What you are asked to do:
In the passage on complex numbers and Abraham de Moivre below, what field is named as de Moivre's true vocation?

Besides a purely theoretical value - as a kind of "evidence" for consistency and therefore the "lawfulness" of complex numbers, the stated geometric interpretation also has an extremely important practical significance. With its help, the complex numbers can be provided in the so-called trigonometric form that is convenient in many applications - in particular, for the geometrical interpretation of operations of multiplication and division of complex numbers, as well as solving the problem of extracting the roots of a complex number.

De Moivre's formula is the best known, but not the only or even the most important achievement of the British mathematician Abraham de Moivre (1667-1754). His true vocation was the theory of probability, in the history of which Moivre’s name stands next to the names of two other classics of the science - Blaise Pascal and Pierre Simon Laplace. But this is only one manifestation of the ironic twist of fate for this great mind of the XVII - XVIII centuries.

Information shown:
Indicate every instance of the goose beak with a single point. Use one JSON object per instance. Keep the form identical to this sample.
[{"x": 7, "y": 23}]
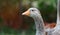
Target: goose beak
[{"x": 27, "y": 13}]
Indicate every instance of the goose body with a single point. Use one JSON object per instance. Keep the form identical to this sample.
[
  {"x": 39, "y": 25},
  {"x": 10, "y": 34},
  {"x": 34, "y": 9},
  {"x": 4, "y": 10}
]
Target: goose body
[
  {"x": 35, "y": 14},
  {"x": 40, "y": 30}
]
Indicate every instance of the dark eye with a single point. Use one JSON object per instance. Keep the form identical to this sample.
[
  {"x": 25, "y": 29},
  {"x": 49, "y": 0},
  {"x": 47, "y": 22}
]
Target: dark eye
[{"x": 32, "y": 10}]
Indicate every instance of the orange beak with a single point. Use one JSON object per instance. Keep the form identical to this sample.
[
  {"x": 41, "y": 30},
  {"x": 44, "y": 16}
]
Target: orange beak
[{"x": 27, "y": 13}]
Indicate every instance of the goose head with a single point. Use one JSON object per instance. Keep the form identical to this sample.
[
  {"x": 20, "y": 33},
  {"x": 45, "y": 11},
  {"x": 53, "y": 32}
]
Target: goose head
[{"x": 32, "y": 12}]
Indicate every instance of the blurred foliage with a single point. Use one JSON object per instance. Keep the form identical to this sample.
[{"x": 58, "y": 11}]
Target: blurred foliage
[{"x": 48, "y": 10}]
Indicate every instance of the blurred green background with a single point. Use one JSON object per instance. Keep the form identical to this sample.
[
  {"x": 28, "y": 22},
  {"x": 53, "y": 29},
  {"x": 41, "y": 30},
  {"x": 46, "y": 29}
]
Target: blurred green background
[{"x": 13, "y": 23}]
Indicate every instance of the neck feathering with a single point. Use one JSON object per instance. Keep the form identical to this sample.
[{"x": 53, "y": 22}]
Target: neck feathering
[{"x": 39, "y": 25}]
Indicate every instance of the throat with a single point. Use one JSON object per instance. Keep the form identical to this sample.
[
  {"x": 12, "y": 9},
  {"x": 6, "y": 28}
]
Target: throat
[{"x": 39, "y": 24}]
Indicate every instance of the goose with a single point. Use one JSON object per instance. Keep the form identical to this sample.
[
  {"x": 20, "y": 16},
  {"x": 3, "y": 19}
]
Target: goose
[{"x": 36, "y": 15}]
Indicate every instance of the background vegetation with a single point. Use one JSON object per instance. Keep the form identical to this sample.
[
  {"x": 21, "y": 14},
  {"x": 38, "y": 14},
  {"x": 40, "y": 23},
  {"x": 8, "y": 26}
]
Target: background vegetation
[{"x": 13, "y": 23}]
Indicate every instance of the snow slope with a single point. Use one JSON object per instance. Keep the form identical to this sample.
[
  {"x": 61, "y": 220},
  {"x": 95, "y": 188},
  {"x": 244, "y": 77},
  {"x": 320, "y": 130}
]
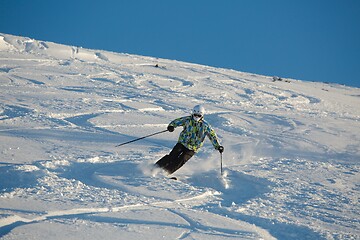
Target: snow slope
[{"x": 291, "y": 159}]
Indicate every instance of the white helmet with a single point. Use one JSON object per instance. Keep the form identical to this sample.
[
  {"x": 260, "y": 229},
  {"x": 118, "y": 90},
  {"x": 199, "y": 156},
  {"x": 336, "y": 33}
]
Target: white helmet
[{"x": 198, "y": 112}]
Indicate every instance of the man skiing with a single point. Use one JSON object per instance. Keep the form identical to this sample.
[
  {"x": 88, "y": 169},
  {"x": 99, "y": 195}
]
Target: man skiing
[{"x": 195, "y": 129}]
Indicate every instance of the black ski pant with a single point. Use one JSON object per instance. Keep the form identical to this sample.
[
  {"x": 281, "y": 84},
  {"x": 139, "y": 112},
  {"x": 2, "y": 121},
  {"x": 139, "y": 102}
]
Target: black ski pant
[{"x": 178, "y": 156}]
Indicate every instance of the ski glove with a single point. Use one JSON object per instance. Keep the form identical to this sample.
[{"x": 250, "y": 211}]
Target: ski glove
[
  {"x": 221, "y": 149},
  {"x": 171, "y": 128}
]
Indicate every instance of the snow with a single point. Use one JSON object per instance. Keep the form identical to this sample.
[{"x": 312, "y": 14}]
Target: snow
[{"x": 291, "y": 160}]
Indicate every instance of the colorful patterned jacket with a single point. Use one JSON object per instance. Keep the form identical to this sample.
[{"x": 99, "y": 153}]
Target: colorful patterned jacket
[{"x": 193, "y": 134}]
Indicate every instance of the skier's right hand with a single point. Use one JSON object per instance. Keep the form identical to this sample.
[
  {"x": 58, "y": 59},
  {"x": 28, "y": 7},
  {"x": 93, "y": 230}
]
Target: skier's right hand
[
  {"x": 221, "y": 149},
  {"x": 171, "y": 128}
]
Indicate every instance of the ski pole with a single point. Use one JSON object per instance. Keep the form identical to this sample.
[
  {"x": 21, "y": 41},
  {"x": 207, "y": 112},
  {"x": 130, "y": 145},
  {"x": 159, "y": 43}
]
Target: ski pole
[
  {"x": 140, "y": 138},
  {"x": 221, "y": 164}
]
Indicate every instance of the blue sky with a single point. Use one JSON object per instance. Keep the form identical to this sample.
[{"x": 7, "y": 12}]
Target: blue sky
[{"x": 313, "y": 40}]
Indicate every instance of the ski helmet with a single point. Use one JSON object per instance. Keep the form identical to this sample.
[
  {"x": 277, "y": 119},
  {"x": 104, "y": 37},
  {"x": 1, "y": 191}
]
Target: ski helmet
[{"x": 198, "y": 112}]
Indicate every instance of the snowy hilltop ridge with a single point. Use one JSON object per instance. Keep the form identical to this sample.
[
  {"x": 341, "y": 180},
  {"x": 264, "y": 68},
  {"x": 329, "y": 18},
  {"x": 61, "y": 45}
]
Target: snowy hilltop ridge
[{"x": 291, "y": 158}]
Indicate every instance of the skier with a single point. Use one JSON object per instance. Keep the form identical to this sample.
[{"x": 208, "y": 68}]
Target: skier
[{"x": 195, "y": 128}]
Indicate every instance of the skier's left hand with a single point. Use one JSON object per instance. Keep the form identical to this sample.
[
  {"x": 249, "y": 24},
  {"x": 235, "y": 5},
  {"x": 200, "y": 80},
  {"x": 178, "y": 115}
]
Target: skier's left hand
[{"x": 221, "y": 149}]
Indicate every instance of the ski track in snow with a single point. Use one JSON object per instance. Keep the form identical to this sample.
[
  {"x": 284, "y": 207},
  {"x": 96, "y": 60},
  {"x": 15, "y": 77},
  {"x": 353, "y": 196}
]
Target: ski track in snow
[{"x": 291, "y": 150}]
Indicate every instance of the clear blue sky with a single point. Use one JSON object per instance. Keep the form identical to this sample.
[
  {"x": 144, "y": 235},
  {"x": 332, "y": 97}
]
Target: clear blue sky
[{"x": 314, "y": 40}]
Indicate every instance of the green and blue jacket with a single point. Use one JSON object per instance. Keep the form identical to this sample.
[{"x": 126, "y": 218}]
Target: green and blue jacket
[{"x": 194, "y": 133}]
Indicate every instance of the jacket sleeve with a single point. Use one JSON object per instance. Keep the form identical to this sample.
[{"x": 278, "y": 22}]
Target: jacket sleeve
[{"x": 213, "y": 138}]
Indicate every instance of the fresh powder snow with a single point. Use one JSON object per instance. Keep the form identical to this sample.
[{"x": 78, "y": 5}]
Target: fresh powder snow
[{"x": 290, "y": 165}]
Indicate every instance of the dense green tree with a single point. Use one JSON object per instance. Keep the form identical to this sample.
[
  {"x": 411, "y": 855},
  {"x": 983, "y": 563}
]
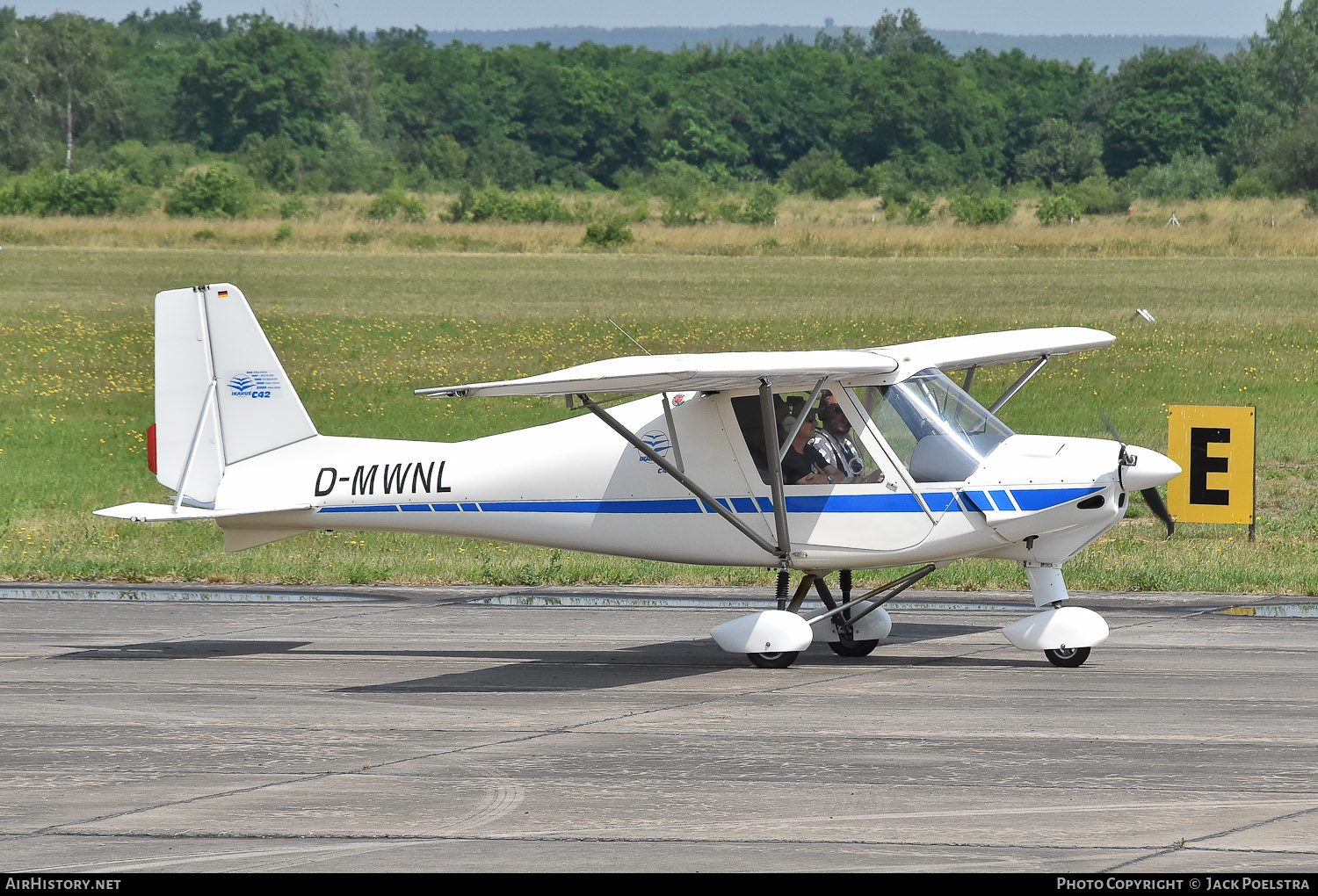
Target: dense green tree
[
  {"x": 1168, "y": 102},
  {"x": 906, "y": 100},
  {"x": 57, "y": 83},
  {"x": 902, "y": 33},
  {"x": 1062, "y": 153},
  {"x": 261, "y": 79}
]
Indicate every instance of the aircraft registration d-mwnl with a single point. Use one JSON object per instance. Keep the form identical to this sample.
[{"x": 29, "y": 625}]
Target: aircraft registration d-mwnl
[{"x": 816, "y": 461}]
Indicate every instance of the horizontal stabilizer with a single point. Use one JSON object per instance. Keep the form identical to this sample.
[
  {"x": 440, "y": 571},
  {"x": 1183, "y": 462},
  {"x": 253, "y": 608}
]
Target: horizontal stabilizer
[{"x": 145, "y": 511}]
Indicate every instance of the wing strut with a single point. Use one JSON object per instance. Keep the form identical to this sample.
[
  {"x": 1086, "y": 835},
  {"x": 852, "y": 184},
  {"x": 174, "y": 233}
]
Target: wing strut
[
  {"x": 775, "y": 466},
  {"x": 1020, "y": 381},
  {"x": 685, "y": 481}
]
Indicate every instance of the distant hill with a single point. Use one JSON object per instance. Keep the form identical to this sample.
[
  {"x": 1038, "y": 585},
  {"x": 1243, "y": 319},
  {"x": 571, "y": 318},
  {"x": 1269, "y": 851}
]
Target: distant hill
[{"x": 1102, "y": 49}]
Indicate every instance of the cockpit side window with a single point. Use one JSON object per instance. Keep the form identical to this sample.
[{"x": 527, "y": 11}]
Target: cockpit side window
[{"x": 827, "y": 451}]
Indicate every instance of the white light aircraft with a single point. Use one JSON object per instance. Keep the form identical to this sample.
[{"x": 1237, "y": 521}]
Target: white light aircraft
[{"x": 690, "y": 472}]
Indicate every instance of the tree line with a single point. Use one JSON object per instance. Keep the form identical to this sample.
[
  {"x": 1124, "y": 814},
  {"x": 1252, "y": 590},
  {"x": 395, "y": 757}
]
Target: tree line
[{"x": 97, "y": 110}]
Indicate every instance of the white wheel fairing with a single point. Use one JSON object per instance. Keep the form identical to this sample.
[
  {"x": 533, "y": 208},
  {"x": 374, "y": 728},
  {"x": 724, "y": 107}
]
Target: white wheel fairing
[
  {"x": 1057, "y": 629},
  {"x": 771, "y": 632}
]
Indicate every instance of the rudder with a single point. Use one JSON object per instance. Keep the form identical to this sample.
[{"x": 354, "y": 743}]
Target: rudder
[{"x": 221, "y": 394}]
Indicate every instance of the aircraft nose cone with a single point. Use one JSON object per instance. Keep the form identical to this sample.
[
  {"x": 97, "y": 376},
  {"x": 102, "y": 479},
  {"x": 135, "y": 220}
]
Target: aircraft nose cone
[{"x": 1149, "y": 469}]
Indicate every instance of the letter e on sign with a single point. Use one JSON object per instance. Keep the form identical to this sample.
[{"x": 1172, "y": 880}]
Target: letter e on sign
[{"x": 1214, "y": 447}]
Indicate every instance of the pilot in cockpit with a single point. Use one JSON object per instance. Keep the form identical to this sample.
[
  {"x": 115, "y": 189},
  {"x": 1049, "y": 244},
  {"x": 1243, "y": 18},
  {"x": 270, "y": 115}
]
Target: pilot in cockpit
[
  {"x": 836, "y": 447},
  {"x": 803, "y": 463}
]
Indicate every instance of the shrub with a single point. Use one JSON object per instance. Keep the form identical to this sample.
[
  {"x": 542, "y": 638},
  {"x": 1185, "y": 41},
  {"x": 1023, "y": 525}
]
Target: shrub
[
  {"x": 1249, "y": 186},
  {"x": 611, "y": 231},
  {"x": 392, "y": 203},
  {"x": 294, "y": 207},
  {"x": 759, "y": 207},
  {"x": 832, "y": 178},
  {"x": 60, "y": 192},
  {"x": 218, "y": 191},
  {"x": 981, "y": 210},
  {"x": 919, "y": 211},
  {"x": 1056, "y": 210},
  {"x": 1098, "y": 195},
  {"x": 150, "y": 166}
]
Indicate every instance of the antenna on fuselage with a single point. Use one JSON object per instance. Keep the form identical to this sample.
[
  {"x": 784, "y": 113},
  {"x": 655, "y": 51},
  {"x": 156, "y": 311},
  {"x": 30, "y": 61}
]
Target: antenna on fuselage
[{"x": 627, "y": 335}]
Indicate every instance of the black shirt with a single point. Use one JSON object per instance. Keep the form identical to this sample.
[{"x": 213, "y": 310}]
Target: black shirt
[{"x": 798, "y": 466}]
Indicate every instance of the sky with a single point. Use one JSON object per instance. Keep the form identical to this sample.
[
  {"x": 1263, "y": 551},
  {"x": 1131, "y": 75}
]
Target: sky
[{"x": 1194, "y": 18}]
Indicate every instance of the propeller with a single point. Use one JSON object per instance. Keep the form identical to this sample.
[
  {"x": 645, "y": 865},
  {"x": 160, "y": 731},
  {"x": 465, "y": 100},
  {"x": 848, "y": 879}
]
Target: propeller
[{"x": 1151, "y": 495}]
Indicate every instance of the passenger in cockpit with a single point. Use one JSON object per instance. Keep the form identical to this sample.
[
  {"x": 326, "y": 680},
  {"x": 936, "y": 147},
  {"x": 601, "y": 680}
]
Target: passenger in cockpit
[
  {"x": 803, "y": 463},
  {"x": 836, "y": 447}
]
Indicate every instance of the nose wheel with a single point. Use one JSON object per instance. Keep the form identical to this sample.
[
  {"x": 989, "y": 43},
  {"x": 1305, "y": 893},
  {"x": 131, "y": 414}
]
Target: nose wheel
[
  {"x": 1068, "y": 658},
  {"x": 779, "y": 661}
]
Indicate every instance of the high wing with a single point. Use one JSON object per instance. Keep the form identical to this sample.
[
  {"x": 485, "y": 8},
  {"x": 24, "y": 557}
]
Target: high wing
[
  {"x": 646, "y": 374},
  {"x": 787, "y": 371},
  {"x": 988, "y": 350}
]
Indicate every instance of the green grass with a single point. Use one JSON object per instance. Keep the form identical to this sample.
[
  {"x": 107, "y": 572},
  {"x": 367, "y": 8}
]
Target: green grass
[{"x": 358, "y": 331}]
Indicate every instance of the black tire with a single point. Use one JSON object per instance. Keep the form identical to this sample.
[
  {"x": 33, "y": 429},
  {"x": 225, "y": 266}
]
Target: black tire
[
  {"x": 853, "y": 647},
  {"x": 774, "y": 661},
  {"x": 1068, "y": 658}
]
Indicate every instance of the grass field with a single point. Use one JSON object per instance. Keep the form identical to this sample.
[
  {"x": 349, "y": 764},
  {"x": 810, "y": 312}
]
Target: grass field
[{"x": 360, "y": 329}]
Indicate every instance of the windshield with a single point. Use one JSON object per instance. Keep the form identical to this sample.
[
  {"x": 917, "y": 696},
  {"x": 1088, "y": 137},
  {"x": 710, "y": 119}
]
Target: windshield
[{"x": 938, "y": 430}]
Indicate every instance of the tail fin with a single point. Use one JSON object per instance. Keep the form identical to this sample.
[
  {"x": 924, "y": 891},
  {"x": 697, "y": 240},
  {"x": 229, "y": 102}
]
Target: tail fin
[{"x": 221, "y": 394}]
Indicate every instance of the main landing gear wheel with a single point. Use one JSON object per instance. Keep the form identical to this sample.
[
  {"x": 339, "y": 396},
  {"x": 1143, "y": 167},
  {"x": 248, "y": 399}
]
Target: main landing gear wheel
[
  {"x": 779, "y": 661},
  {"x": 1068, "y": 658},
  {"x": 853, "y": 647}
]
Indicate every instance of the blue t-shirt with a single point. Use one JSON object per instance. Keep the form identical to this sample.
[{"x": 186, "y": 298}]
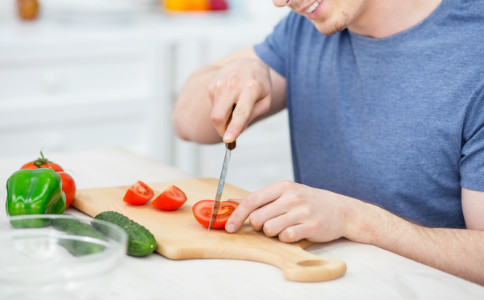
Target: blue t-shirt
[{"x": 395, "y": 121}]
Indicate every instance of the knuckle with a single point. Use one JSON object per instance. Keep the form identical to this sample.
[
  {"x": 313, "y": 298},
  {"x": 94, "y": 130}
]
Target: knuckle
[
  {"x": 254, "y": 221},
  {"x": 269, "y": 229},
  {"x": 287, "y": 236},
  {"x": 285, "y": 184}
]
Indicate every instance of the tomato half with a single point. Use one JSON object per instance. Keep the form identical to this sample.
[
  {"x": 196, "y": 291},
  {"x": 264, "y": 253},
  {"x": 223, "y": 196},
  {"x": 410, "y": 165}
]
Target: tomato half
[
  {"x": 202, "y": 211},
  {"x": 69, "y": 187},
  {"x": 171, "y": 199},
  {"x": 138, "y": 194}
]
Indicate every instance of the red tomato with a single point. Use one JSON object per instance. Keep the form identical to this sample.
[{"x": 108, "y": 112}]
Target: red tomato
[
  {"x": 138, "y": 194},
  {"x": 69, "y": 187},
  {"x": 202, "y": 211},
  {"x": 171, "y": 199}
]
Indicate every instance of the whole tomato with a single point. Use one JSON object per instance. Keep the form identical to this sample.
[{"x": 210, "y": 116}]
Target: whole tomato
[
  {"x": 68, "y": 183},
  {"x": 69, "y": 187}
]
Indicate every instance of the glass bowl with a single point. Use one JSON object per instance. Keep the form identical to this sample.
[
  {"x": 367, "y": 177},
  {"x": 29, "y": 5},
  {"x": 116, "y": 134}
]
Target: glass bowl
[{"x": 58, "y": 256}]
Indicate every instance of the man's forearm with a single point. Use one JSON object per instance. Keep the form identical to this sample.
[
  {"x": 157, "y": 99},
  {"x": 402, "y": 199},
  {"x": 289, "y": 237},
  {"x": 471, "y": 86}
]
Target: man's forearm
[
  {"x": 191, "y": 116},
  {"x": 456, "y": 251}
]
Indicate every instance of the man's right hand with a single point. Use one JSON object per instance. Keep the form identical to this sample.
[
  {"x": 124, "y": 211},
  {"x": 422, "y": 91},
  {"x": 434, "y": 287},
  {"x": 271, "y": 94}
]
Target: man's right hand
[
  {"x": 207, "y": 99},
  {"x": 244, "y": 84}
]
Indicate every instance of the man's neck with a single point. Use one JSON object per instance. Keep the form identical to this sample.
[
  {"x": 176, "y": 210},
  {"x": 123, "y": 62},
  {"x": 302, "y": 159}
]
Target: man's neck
[{"x": 383, "y": 18}]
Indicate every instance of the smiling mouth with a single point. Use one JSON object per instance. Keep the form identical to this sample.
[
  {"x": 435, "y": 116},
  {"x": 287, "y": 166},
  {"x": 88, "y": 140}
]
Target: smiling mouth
[{"x": 313, "y": 6}]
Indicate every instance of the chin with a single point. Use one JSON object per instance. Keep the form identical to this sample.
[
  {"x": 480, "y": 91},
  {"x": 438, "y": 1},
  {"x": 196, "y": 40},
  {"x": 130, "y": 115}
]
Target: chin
[{"x": 329, "y": 29}]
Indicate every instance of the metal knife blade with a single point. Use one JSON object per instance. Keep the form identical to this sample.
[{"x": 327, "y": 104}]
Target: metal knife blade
[{"x": 221, "y": 182}]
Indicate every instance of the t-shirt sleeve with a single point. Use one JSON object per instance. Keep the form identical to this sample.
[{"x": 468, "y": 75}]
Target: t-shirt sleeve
[
  {"x": 273, "y": 50},
  {"x": 472, "y": 156}
]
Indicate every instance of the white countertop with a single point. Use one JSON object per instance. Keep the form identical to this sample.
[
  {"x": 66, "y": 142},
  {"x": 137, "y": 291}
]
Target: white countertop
[{"x": 372, "y": 273}]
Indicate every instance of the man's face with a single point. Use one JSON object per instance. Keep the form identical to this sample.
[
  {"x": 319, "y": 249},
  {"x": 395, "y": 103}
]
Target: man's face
[{"x": 329, "y": 16}]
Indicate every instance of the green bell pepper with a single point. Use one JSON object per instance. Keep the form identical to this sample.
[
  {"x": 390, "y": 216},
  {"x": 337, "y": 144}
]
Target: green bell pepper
[{"x": 34, "y": 191}]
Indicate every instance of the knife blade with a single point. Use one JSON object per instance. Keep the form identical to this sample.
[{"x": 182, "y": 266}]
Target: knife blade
[{"x": 221, "y": 182}]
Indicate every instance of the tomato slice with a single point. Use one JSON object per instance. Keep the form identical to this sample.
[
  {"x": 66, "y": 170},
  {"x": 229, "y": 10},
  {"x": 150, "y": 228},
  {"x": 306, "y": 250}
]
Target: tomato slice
[
  {"x": 138, "y": 194},
  {"x": 171, "y": 198},
  {"x": 202, "y": 211}
]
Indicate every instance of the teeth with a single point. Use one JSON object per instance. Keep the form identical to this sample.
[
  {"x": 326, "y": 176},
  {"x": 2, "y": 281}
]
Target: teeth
[{"x": 313, "y": 7}]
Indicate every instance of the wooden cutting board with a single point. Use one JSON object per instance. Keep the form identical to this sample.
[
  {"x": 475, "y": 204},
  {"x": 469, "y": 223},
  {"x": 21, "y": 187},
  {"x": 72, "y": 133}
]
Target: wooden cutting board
[{"x": 180, "y": 236}]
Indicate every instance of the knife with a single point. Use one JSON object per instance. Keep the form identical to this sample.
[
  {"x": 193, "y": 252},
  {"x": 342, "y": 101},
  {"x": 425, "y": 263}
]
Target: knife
[{"x": 221, "y": 182}]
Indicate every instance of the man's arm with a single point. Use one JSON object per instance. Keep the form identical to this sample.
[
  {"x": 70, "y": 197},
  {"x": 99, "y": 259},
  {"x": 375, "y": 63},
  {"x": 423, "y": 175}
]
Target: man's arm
[
  {"x": 456, "y": 251},
  {"x": 205, "y": 101},
  {"x": 294, "y": 211}
]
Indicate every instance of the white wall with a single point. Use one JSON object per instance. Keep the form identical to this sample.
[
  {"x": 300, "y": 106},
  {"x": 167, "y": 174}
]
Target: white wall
[{"x": 82, "y": 80}]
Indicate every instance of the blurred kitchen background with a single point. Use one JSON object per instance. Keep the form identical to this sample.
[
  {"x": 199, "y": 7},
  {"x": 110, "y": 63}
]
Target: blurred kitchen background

Output of the task:
The theory of probability.